> Extracted text
****************

Our study documented that, in terms of pigment and phenolic content, no discernible trend analogous to that observed for crude protein content or growth is evident. There was an absence of a definitive correlation between pigments and salinity that reflects across the investigated species and strains, with no consistent pattern of increase or decrease noted.

In the salinity regimes of 5–10, Chla content ranged from 0.94 to 1.75 μg mg⁻¹ and Chlb content varied between 0.60 and 1.55 μg mg⁻¹, falling within the anticipated range based on previous findings (Holdt and Kraan 2011; Steinhagen et al. 2021, 2022a, b). The carotenoid content ranged from 0.51 to 0.99 μg mg⁻¹ and was therefore within the expected range of carotenoids in Ulva spp. (Steinhagen et al. 2021, 2022a, b).

****************

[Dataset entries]
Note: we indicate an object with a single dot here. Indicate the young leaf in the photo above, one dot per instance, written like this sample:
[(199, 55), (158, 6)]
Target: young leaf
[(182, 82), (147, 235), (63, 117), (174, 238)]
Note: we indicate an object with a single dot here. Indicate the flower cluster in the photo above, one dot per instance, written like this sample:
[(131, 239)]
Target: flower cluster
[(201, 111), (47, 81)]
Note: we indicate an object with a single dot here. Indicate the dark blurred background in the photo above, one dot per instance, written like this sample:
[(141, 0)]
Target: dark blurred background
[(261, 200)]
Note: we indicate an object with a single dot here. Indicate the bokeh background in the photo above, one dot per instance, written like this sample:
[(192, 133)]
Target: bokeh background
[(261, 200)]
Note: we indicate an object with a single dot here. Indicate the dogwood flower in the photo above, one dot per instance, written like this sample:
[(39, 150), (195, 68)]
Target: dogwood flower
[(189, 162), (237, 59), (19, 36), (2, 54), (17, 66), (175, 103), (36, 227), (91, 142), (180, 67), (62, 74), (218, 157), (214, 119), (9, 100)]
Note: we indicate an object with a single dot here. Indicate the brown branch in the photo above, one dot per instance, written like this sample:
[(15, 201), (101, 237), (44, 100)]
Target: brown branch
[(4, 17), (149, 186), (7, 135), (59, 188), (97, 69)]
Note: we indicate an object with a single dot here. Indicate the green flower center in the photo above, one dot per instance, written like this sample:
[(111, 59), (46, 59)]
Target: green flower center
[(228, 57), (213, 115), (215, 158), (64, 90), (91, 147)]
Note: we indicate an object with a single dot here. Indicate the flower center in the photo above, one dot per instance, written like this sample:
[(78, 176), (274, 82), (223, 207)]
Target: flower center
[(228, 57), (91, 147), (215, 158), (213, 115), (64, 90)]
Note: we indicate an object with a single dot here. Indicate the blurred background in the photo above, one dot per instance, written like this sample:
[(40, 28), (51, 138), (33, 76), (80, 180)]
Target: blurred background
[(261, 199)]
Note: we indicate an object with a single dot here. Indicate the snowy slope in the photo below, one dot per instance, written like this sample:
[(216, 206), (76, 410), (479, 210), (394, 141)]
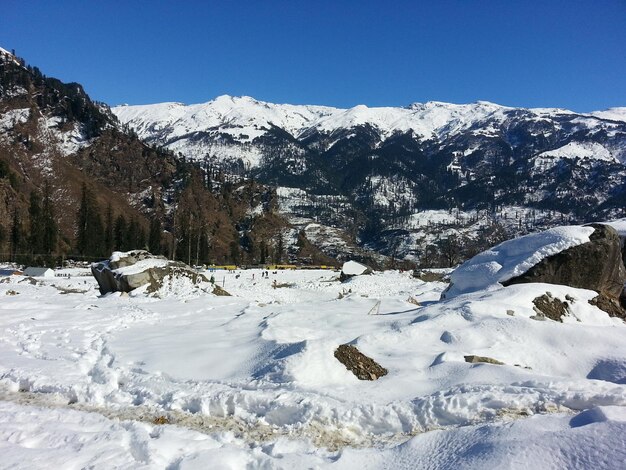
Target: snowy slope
[(580, 150), (615, 114), (513, 258), (251, 380), (225, 124)]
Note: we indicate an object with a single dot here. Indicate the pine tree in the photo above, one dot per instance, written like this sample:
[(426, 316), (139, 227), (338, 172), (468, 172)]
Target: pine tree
[(90, 231), (16, 233), (119, 233), (108, 231), (35, 236), (154, 239), (50, 227)]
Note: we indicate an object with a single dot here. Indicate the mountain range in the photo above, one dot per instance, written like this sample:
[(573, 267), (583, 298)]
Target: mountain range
[(240, 179), (398, 179)]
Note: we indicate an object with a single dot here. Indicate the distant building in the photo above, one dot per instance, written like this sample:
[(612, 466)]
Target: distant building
[(38, 272)]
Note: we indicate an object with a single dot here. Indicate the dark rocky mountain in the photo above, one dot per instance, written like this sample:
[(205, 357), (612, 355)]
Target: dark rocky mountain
[(109, 190), (240, 180), (404, 180)]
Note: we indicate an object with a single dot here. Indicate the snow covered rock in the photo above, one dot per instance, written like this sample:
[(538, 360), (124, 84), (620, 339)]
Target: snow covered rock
[(125, 271), (595, 265), (513, 258), (365, 368), (587, 257), (352, 268)]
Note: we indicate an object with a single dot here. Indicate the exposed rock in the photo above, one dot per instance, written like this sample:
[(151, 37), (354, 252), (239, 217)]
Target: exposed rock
[(472, 359), (551, 307), (352, 268), (124, 272), (430, 276), (611, 370), (217, 290), (595, 265), (359, 364), (609, 305)]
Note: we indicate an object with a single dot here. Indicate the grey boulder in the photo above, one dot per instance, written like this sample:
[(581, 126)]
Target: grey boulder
[(123, 272)]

****************

> Task to carry out
Reproduce the passage on Ulva pigments in full, word for word. Work only from the passage on Ulva pigments.

> Finished exercise
Our study documented that, in terms of pigment and phenolic content, no discernible trend analogous to that observed for crude protein content or growth is evident. There was an absence of a definitive correlation between pigments and salinity that reflects across the investigated species and strains, with no consistent pattern of increase or decrease noted.

In the salinity regimes of 5–10, Chla content ranged from 0.94 to 1.75 μg mg⁻¹ and Chlb content varied between 0.60 and 1.55 μg mg⁻¹, falling within the anticipated range based on previous findings (Holdt and Kraan 2011; Steinhagen et al. 2021, 2022a, b). The carotenoid content ranged from 0.51 to 0.99 μg mg⁻¹ and was therefore within the expected range of carotenoids in Ulva spp. (Steinhagen et al. 2021, 2022a, b).